Source data
....
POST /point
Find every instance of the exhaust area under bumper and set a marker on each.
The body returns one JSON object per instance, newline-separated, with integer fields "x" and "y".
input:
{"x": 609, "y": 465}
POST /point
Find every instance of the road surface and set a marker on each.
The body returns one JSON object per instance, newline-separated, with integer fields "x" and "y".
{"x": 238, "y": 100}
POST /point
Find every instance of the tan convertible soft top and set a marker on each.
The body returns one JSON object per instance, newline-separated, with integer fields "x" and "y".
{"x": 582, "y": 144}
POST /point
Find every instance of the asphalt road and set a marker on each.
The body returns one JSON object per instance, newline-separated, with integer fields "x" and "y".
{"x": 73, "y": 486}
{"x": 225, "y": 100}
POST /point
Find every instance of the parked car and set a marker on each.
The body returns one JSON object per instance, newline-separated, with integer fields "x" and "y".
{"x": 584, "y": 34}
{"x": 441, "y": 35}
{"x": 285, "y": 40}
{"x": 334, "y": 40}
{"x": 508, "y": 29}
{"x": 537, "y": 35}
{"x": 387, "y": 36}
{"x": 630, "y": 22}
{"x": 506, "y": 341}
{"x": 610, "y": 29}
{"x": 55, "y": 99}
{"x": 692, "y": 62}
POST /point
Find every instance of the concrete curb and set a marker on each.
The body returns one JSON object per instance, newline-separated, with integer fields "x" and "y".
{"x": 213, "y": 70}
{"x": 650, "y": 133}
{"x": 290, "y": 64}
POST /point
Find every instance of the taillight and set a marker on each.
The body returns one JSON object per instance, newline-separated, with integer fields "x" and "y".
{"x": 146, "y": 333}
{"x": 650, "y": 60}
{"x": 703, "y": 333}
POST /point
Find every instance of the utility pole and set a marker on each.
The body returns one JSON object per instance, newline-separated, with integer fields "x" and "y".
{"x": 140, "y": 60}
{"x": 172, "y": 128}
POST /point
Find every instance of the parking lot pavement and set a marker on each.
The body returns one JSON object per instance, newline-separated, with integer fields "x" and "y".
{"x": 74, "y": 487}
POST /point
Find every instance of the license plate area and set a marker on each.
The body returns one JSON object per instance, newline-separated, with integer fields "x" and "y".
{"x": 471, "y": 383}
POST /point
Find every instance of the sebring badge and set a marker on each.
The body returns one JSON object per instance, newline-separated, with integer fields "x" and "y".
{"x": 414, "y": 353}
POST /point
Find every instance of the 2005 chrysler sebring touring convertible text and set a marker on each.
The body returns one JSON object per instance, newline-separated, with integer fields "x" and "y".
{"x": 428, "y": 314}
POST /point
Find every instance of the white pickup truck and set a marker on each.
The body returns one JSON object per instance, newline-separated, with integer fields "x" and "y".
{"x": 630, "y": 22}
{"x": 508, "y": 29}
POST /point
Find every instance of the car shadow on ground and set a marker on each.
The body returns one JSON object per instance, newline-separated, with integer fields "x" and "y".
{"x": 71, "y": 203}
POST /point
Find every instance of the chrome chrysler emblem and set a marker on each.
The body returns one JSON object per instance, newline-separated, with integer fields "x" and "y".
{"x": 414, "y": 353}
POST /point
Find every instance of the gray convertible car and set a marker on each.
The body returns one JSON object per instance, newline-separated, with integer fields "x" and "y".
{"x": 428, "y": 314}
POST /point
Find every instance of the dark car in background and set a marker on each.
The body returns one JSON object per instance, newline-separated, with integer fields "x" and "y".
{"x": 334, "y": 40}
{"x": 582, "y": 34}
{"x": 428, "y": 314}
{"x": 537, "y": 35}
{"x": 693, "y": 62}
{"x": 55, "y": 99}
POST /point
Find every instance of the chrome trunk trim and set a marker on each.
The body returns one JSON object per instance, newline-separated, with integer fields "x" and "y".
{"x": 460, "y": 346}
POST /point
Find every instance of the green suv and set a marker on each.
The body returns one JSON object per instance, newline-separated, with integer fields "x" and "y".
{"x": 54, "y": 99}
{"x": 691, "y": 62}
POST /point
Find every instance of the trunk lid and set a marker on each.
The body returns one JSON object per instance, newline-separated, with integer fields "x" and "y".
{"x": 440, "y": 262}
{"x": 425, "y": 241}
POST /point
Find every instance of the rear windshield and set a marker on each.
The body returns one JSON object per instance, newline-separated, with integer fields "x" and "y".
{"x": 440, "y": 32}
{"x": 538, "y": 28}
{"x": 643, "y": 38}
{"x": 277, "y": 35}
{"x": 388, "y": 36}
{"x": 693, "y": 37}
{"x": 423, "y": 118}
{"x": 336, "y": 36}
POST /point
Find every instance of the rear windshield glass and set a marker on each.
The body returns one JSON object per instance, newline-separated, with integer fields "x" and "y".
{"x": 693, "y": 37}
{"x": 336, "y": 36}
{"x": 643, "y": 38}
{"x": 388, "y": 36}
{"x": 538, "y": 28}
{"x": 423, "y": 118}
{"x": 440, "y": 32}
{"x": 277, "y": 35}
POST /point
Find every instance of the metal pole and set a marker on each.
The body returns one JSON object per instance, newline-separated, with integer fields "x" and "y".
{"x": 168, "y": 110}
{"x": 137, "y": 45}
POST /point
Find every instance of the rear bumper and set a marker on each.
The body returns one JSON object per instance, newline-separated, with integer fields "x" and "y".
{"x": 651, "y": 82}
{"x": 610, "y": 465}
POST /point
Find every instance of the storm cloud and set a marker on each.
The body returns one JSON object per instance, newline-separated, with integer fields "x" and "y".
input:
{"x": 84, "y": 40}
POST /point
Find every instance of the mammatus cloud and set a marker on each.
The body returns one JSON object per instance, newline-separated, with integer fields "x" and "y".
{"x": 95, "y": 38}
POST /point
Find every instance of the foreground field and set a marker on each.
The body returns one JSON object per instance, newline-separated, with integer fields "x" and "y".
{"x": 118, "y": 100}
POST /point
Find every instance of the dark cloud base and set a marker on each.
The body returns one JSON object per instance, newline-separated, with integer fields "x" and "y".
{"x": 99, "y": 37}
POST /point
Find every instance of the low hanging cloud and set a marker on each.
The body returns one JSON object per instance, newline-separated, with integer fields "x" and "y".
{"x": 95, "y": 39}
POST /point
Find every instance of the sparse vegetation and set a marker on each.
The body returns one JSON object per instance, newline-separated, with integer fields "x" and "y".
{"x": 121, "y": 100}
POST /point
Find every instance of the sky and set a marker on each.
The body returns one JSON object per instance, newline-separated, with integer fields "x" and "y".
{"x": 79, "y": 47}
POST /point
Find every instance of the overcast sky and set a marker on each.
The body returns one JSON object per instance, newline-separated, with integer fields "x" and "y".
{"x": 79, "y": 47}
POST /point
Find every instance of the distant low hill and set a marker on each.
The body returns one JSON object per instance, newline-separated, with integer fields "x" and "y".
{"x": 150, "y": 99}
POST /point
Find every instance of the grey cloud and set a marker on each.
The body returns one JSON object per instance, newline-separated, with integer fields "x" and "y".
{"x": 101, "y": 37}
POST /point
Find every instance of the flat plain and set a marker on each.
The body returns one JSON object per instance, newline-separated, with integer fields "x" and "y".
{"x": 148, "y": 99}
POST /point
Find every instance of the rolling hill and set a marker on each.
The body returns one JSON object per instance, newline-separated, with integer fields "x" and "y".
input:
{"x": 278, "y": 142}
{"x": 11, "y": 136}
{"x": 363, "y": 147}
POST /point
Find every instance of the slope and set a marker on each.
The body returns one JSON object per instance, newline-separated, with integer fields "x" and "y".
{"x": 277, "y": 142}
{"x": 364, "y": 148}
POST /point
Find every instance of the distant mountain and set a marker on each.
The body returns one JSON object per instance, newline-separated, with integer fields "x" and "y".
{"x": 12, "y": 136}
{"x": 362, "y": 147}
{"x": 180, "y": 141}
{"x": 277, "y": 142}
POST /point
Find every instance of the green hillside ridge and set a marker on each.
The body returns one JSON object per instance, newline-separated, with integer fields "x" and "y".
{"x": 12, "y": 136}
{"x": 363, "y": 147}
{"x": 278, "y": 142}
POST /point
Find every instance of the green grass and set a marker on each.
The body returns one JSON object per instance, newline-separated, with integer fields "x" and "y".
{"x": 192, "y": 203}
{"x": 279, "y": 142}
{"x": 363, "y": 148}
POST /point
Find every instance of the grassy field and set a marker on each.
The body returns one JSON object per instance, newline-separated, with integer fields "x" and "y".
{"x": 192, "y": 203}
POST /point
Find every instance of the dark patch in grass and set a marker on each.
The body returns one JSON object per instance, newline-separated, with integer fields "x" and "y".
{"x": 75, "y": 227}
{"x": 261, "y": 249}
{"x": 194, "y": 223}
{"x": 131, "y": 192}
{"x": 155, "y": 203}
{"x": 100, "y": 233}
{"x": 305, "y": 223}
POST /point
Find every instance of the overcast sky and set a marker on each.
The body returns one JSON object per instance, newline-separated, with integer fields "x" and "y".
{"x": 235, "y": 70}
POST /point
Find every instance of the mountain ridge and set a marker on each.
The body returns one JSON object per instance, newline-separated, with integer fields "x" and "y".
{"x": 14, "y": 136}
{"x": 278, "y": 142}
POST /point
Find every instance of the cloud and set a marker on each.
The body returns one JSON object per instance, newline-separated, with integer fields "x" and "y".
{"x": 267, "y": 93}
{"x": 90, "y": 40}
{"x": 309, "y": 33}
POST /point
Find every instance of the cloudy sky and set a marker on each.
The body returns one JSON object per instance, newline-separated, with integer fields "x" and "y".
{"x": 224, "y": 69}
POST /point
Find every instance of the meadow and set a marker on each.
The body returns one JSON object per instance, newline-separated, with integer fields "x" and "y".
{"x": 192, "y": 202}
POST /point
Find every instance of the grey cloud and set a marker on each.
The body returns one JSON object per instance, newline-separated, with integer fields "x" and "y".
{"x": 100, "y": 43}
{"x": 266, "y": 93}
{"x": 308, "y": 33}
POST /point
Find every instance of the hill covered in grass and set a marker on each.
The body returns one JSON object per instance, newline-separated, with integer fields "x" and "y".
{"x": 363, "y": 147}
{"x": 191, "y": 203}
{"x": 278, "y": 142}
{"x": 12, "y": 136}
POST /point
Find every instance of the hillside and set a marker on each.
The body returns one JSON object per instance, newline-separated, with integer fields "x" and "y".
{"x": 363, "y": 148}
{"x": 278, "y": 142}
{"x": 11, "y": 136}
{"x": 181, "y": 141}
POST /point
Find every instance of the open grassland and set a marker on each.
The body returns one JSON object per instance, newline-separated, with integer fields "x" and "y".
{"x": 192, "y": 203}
....
*Instruction*: Count the lines of the records that contain the word "ridge". Give only the number.

*Exercise output*: 2